Text provided -

Covid-19 has created a huge hole in Superdry's turnover, which fell 25 % despite online sales doubling. The company borrowed 70 million pounds (80 million euros) to prepare for a transformation.
Still better than expected
In its latest financial quarter (ending 25 July), the British fashion retailer was hit by the coronavirus pandemic: sales in its own stores dropped 58.1 % and wholesale turnover fell 31 % due to lockdowns in many countries. On the bright side, the same factor pushed online sales up 93.2 %, meaning the group's total turnover fell 'only' 24.1%.
Superdry (and its investors) are rather pleased with the results, as earlier forecasts were a lot more pessimistic as the label was in trouble even before the pandemic began and it had to concede disappointing sales in the important holiday season.

Parts of the exercise -
**1.** According to the article on Superdry's quarterly results, by how much did the retailer's online sales rise in the quarter ending 25 July?
**2.** Carry on the article on Superdry's quarterly results from its last sentence.

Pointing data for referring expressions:
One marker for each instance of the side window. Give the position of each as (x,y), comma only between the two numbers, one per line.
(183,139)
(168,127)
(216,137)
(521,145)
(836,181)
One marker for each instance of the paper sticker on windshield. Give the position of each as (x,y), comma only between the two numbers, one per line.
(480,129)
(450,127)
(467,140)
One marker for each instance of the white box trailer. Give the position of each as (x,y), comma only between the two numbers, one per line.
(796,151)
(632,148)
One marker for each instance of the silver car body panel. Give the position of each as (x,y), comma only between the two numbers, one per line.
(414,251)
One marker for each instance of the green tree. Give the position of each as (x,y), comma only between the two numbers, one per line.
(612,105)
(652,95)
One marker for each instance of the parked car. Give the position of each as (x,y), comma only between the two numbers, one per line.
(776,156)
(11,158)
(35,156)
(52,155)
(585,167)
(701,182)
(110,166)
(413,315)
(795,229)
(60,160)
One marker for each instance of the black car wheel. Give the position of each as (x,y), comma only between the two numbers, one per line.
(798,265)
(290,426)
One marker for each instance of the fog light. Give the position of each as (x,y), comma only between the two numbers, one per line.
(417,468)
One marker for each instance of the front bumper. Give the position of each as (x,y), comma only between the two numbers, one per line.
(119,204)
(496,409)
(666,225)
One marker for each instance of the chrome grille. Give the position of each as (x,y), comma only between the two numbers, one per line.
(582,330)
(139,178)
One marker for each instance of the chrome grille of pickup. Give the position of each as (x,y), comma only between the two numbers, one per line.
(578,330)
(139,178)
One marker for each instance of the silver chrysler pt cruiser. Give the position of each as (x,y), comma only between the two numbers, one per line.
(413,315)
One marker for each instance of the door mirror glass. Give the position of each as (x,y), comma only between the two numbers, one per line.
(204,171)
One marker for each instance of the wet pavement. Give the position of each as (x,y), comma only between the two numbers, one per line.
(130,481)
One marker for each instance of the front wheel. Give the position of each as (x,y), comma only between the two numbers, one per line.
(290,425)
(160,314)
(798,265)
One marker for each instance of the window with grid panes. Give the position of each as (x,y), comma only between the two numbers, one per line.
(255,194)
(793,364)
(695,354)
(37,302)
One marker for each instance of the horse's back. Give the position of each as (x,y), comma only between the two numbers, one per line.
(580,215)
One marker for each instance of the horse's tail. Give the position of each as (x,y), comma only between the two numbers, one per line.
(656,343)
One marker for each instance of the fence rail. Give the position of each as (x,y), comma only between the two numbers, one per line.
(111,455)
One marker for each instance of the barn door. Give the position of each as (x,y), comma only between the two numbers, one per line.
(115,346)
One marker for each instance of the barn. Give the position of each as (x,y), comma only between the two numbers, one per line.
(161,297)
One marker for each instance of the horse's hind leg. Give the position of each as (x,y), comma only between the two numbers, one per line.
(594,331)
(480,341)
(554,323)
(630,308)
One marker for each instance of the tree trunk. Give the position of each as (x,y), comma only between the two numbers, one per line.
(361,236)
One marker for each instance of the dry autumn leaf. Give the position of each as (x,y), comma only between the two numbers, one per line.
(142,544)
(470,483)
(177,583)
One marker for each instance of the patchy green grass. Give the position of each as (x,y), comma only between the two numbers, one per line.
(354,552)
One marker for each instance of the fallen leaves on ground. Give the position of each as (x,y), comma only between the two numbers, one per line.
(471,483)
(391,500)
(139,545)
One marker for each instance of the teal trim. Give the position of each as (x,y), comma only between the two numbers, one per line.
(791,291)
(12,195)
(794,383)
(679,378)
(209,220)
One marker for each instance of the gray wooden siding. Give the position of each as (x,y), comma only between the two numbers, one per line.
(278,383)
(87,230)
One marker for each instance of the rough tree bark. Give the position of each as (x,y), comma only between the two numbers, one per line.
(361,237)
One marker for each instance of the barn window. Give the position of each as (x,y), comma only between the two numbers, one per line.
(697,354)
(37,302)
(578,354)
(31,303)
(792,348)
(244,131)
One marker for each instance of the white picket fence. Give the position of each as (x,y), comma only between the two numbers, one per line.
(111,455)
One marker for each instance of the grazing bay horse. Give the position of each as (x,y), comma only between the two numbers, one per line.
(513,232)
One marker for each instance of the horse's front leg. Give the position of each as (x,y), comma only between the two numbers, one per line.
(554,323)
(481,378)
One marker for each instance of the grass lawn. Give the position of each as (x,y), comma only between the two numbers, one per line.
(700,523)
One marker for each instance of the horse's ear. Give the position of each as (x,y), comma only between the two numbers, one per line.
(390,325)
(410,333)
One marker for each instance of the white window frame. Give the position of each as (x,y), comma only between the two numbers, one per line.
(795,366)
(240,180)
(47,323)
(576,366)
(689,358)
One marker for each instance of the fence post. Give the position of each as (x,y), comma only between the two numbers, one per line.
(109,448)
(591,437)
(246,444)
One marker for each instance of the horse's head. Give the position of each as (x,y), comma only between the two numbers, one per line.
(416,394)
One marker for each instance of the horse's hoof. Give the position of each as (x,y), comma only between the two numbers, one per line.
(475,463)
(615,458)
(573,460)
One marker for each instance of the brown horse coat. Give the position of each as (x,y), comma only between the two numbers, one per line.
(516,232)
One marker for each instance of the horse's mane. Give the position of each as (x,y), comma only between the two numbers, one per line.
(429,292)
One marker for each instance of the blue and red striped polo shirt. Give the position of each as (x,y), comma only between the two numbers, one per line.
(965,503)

Results -
**1.** They rose 93.2 %.

**2.**
"The actions we have taken to date have greatly strengthened our cash position", CEO Julian Dunkerton said. The company has now agreed with the banks on a 70 million pound loan, which should "give us the flexibility to execute our current plans and to secure our recovery".
Dunkerton, who founded Superdry and retook control of it in April last year after beating a management coup, says he is convinced he can 'reset' the brand. His transformation plans mean the brand will return to its original designs, inspired by Japan. Meanwhile, the product range will be expanded and discounts will be limited.